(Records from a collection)

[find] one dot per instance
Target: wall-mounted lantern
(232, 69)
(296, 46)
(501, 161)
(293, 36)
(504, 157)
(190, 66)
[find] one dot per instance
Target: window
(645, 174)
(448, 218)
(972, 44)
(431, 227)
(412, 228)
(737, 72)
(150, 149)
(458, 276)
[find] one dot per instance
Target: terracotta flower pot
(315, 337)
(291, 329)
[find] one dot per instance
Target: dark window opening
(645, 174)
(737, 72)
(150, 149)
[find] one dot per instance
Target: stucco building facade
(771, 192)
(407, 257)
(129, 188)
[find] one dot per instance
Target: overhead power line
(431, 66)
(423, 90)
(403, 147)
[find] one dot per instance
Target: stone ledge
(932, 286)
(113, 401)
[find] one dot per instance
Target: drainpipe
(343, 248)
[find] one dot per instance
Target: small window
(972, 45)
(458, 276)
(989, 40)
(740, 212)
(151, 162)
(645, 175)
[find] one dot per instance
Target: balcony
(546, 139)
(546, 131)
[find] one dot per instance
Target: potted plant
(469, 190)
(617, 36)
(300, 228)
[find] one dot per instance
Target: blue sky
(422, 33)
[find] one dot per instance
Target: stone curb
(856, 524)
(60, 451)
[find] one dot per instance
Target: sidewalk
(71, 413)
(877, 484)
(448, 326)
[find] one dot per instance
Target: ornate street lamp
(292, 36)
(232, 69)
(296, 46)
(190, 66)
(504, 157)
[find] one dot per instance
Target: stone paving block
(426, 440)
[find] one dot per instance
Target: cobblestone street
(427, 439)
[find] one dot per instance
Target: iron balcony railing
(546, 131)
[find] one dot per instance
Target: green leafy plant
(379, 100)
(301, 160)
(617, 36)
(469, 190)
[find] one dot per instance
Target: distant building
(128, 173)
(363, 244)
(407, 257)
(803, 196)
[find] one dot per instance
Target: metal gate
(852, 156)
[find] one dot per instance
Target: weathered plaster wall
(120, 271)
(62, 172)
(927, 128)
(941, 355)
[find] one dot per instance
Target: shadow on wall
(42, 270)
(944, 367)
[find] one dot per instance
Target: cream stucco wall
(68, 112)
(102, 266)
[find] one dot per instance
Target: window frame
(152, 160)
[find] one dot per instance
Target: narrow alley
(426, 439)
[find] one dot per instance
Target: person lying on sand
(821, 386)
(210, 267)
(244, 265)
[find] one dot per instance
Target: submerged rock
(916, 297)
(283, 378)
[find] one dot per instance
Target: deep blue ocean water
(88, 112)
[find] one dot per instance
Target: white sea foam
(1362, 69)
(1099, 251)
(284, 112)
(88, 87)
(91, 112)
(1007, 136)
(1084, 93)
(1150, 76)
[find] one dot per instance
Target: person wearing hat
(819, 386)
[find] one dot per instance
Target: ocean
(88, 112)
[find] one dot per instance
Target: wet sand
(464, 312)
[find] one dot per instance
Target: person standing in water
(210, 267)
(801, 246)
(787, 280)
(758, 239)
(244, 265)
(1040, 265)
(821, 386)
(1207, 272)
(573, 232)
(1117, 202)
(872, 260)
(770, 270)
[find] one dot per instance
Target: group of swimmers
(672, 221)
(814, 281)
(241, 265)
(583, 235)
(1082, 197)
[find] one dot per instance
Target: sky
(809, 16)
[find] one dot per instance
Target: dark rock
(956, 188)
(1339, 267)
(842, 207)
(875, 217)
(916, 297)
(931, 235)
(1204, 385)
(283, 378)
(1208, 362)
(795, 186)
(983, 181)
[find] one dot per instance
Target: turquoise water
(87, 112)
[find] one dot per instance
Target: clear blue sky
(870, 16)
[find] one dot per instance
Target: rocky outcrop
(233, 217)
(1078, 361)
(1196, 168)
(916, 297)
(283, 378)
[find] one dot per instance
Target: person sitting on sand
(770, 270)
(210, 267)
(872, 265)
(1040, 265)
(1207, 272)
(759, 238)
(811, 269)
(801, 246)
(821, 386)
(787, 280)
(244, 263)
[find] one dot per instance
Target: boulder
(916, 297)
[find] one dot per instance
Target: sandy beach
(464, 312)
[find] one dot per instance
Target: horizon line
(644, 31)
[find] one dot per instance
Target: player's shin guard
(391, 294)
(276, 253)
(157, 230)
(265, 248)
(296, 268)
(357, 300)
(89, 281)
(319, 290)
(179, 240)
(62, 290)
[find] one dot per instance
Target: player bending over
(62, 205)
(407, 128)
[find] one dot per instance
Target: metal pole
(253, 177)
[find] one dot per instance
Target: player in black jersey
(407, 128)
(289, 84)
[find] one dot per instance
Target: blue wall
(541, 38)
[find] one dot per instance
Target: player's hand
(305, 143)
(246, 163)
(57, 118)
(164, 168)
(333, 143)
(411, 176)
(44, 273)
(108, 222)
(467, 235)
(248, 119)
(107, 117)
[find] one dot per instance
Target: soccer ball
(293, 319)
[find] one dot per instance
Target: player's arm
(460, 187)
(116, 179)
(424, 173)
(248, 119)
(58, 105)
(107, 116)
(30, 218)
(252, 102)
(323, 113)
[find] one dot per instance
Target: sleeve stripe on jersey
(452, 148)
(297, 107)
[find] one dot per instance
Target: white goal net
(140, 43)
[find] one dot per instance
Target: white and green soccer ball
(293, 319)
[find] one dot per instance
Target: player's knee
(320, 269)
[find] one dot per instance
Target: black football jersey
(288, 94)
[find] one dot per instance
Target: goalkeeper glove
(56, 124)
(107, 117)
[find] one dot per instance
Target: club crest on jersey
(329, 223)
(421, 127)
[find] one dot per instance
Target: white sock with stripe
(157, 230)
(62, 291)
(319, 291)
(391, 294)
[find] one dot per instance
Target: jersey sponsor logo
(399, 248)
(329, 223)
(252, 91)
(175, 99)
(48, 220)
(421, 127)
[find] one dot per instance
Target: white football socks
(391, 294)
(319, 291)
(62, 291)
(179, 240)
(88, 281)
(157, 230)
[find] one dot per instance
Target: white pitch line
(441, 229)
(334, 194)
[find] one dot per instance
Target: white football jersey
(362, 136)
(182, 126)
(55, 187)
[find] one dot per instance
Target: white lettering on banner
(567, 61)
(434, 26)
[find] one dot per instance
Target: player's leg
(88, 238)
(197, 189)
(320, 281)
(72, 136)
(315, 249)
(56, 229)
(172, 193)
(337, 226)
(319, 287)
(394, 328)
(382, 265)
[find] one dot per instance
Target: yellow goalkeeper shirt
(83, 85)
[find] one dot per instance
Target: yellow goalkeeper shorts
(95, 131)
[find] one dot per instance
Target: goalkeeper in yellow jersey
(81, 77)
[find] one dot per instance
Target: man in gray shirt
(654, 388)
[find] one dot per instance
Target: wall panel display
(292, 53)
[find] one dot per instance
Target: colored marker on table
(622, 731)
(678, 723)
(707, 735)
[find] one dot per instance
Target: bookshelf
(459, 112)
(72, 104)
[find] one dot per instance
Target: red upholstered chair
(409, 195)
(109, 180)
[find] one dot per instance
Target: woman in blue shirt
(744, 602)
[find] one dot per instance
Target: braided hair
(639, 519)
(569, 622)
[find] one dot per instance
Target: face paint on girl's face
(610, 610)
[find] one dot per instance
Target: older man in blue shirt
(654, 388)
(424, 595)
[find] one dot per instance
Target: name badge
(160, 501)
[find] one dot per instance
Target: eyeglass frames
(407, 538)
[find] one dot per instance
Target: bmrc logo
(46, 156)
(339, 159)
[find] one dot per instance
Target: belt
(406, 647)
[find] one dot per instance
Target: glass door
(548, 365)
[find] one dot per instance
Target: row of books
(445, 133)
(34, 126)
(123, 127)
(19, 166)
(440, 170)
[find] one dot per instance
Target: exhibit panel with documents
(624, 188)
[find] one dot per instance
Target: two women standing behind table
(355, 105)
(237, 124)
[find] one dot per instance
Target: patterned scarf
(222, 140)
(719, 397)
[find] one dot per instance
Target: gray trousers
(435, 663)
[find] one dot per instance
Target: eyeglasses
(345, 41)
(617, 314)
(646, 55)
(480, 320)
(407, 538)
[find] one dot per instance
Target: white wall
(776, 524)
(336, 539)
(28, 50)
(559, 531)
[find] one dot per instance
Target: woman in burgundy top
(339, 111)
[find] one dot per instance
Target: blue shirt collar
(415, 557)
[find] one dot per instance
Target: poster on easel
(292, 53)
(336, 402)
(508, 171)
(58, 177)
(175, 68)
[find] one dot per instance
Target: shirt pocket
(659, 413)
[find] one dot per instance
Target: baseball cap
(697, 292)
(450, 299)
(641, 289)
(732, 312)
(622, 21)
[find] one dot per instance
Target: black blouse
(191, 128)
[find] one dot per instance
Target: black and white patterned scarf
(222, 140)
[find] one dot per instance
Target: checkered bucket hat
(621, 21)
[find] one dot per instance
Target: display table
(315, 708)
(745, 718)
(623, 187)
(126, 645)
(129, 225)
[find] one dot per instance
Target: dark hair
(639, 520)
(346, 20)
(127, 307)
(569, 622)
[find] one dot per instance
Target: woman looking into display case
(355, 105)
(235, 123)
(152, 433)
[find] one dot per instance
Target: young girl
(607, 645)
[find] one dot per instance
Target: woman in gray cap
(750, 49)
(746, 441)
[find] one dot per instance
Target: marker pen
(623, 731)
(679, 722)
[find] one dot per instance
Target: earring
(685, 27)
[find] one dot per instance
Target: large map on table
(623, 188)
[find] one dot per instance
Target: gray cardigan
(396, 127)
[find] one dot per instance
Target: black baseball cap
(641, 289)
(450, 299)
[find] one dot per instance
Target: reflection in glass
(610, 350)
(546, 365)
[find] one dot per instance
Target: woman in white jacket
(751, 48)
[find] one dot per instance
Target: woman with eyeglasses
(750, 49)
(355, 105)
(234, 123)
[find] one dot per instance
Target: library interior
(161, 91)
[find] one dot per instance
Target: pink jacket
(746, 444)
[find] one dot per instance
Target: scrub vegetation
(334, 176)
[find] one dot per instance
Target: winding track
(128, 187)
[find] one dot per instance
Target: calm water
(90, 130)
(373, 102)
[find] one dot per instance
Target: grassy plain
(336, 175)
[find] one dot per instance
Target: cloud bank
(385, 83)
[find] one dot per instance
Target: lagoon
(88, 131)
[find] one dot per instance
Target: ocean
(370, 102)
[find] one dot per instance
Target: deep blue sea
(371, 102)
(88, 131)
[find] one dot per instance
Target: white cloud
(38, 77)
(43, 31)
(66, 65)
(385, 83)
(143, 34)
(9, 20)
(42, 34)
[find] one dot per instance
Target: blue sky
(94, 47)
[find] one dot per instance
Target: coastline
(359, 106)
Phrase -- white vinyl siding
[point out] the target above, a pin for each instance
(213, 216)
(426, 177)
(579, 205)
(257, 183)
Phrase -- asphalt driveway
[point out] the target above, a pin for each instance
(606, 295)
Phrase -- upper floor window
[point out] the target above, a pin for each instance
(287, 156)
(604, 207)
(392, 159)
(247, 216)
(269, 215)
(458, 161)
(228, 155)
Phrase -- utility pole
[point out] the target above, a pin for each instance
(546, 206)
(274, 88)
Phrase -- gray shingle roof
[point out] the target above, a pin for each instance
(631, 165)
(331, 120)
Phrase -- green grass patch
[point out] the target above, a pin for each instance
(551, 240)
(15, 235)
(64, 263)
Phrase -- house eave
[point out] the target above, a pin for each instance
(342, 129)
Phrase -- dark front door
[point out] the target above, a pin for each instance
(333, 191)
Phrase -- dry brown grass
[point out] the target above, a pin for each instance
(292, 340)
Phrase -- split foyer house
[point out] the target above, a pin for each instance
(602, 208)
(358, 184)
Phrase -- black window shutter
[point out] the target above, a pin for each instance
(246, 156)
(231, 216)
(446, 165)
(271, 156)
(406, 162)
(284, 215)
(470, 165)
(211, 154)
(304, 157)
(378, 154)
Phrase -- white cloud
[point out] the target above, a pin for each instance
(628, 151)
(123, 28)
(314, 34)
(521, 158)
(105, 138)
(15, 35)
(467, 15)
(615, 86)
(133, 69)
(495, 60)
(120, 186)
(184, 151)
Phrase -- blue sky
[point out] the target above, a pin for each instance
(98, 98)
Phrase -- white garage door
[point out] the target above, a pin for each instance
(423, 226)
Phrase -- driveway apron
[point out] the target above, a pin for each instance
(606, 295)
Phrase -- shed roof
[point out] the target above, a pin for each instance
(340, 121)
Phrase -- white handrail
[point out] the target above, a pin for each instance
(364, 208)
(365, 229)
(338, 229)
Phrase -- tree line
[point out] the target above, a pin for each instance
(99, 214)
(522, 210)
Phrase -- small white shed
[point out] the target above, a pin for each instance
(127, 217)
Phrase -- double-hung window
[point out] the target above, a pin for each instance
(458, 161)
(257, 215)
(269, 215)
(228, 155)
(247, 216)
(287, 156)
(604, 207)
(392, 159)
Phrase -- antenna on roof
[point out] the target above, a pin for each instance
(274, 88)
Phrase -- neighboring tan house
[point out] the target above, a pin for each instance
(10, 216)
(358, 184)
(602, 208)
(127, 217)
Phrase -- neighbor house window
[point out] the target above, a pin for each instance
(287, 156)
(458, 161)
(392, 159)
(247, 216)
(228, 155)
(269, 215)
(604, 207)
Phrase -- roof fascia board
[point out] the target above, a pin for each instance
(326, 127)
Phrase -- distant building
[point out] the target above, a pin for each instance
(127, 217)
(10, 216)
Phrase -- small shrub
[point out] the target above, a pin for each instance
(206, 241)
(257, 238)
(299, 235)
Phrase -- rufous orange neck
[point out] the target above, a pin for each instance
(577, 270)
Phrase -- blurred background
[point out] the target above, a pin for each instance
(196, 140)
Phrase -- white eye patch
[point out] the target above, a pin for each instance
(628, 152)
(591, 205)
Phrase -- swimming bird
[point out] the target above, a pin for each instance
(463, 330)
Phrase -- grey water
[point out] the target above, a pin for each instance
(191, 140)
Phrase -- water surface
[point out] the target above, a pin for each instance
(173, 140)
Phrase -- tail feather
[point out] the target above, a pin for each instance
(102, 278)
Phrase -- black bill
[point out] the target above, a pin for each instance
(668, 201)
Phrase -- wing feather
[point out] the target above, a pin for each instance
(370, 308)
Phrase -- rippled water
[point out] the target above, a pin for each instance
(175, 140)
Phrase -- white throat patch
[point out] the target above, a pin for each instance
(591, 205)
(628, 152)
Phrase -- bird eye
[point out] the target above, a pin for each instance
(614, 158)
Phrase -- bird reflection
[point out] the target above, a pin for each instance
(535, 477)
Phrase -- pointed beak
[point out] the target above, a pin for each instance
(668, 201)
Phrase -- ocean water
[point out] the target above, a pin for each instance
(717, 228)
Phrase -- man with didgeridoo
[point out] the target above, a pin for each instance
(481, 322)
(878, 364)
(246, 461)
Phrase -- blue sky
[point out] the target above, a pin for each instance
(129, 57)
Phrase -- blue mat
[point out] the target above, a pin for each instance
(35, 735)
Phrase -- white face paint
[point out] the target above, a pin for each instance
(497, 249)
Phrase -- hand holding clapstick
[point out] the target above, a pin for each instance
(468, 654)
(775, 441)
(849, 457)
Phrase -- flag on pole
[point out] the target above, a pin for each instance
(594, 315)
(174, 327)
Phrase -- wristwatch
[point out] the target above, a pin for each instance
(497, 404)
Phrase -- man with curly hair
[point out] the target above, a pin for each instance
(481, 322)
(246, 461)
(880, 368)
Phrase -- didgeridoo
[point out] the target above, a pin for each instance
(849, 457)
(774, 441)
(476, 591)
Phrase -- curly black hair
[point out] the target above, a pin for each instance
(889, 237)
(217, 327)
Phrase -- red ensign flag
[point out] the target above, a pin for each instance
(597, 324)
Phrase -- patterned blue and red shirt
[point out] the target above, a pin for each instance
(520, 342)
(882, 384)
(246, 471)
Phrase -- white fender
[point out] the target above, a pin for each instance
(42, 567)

◆ **BRIEF**:
Restate word for word only the lines above from the line containing "Phrase -- white garage door" to the line containing "Phrase -- small white shed", both of them included.

◆ **ANSWER SECTION**:
Phrase -- white garage door
[point out] the target above, a pin for each instance
(423, 226)
Phrase -- driveway apron
[point out] the target above, a pin for each instance
(606, 295)
Phrase -- shed roof
[point out] the target above, a pin for each instance
(340, 121)
Phrase -- white handrail
[point out] the target above, a pin for each instance
(364, 208)
(365, 229)
(338, 229)
Phrase -- tree line
[point out] the target above, a pin for each instance
(99, 214)
(522, 210)
Phrase -- small white shed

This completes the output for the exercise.